Your understanding is correct for the most part. The thing that is throwing you off is the 'comma' operator I guess.

expression1, expression2, expression3

When you combine expressions with the comma, they are all evaluated from left to right, but only the last one's result is returned.

So (m=v, c+1) is first evaluationg m=v and then c+1 (which does nothing) but then return the result of c+1 to the outer context.

arr.reduce((c,v) => v>m ? (m=v, c+1) : c, 0)

Reduce takes a function as its first parameter. So all that

(c,v) => v>m ? (m=v,c+1):c

is the first parameter. That function has two paremeters. You are right the first parameter of the function in reduce is usually called the 'accumulator' but I am using it more like a counter here, so I happened to name it as 'c', and 'v' is the current value.

Reduce can take another (second) parameter after the function. That parameter is the start value of the 'accumulator' or 'count' which is 0 here. So reduce(myfunction, startValue) is the structure here. If we omit the startValue parameter the start value of accumulator will be the first element and it will continue with the second one.

arr.reduce( (c,v) => v>m ? (m=v, c+1) : c, 0)

In the end, what this does is counting the times v > m (starting from zero) and pass that value as the accumulator of reduce while also updating the m (max) value using the comma operator.

For a person new to Javascript you understood it quite good I think. The fact is such obfuscated code should not be ever written in a professional setting to be honest. It is just for fun and practice here :)

(Segmentation annotation records)
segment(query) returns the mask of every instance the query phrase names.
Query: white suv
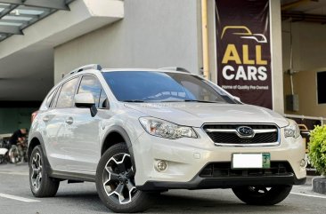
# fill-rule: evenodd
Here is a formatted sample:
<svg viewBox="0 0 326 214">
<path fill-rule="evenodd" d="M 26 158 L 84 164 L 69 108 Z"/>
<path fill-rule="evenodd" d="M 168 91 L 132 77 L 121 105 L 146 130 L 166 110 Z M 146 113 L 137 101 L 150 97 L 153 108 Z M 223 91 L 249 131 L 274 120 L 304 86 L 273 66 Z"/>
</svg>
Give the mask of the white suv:
<svg viewBox="0 0 326 214">
<path fill-rule="evenodd" d="M 184 69 L 79 67 L 34 116 L 37 197 L 55 195 L 67 179 L 96 182 L 116 212 L 144 210 L 151 194 L 180 188 L 232 188 L 246 203 L 273 205 L 306 182 L 294 121 Z"/>
</svg>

▶ Requirements: Please decide whether each statement agrees with the JavaScript reduce explanation, answering yes or no and quoting the deciding words. 1. When expressions are joined with the comma operator, only the last one's result is returned. 2. If the start value is left out, the accumulator begins at 0. 3. The author considers this kind of code suitable for professional work.

▶ Output for this task:
1. Yes: "they are all evaluated from left to right, but only the last one's result is returned."
2. No: "If we omit the startValue parameter the start value of accumulator will be the first element and it will continue with the second one."
3. No: "such obfuscated code should not be ever written in a professional setting to be honest."